*AUFGABEN UND ÜBUNGEN*:
a) Schreib den Absatz im Textauszug, der mit „Zum zweiten Todestag“ anfängt, als kurze Liste um. Die wichtigsten Fakten sollen erhalten bleiben.
b) Beantworte diese Fragen zum Textauszug:
(i) Wie viele Porträts schuf Peter Lindbergh ungefähr?
(ii) Wer schrieb das Vorwort zum Buch?
(iii) Wie nannte Tina Turner sich und Lindbergh in ihrem Zitat?

*TEXTAUSZUG*:
========
Zum zweiten Todestag von Tina Turner am 24. Mai erscheint bei TASCHEN das neue Programmhighlight Tina Turner by Peter Lindbergh. Über viele Jahre begleitete der Starfotograf die Sängerin als enger Freund und schuf rund 150 eindrucksvolle Porträts – auf der Bühne, backstage und in privaten Momenten.
Eingeleitet durch ein Vorwort von Tina Turners Ehemann Erwin Bach, ist dieses Buch eine intime Hommage an die Freundschaft und tiefe Verbundenheit zweier Künstler, die die kulturelle Landschaft geprägt haben. Oder, wie Tina Turner selbst sagte: „Wir waren Komplizen. Er war bereit, das Unmögliche zu wagen – genau wie ich! Zusammen haben wir Magisches geschaffen!“.
========
*DATENAUSZUG*:
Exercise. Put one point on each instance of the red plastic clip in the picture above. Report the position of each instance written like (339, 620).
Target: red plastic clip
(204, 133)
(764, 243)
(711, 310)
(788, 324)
========
*ANTWORTEN ZU AUFGABEN*:
a)
- Das Buch „Tina Turner by Peter Lindbergh“ erscheint bei TASCHEN zum zweiten Todestag von Tina Turner am 24. Mai.
- Der Starfotograf Peter Lindbergh begleitete die Sängerin viele Jahre als enger Freund.
- Er machte rund 150 Porträts von ihr: auf der Bühne, backstage und in privaten Momenten.

b)
(i) Rund 150.
(ii) Erwin Bach, Tina Turners Ehemann.
(iii) Komplizen.